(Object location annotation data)
start

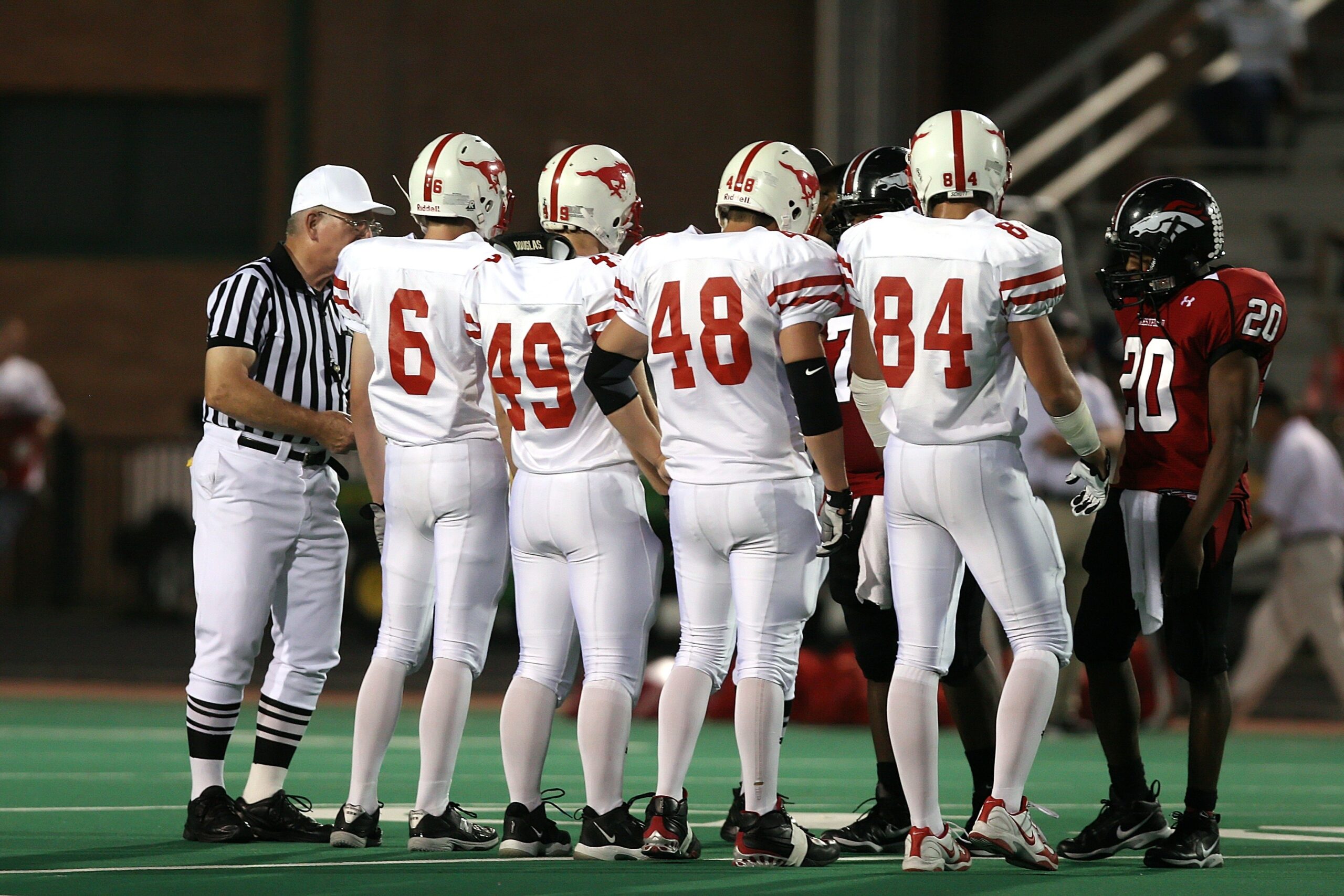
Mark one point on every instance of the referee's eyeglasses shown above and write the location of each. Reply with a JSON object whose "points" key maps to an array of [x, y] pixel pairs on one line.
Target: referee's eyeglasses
{"points": [[361, 225]]}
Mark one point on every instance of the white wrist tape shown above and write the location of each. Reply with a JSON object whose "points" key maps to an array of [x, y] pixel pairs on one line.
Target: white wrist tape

end

● **What to produce**
Please output each line of the entries above as a JSON list of strings, one string per line. Skip blank lines and leave out the pictures.

● **Response below**
[
  "Mark one point on every instance of the referee's eyeglasses shown above and write the location of each. Reply with a JSON object whose \"points\" key maps to an array of [x, y] pixel pairs on one line.",
  "Target: referee's eyeglasses",
  "{\"points\": [[361, 225]]}",
  "Mark one point on every instance of the white wrist tape shown above and write the location of each. Reply with a JSON object whose \"points\" key maps to an array of [x, y] pixel pairs on one line.",
  "Target: white wrist tape"
]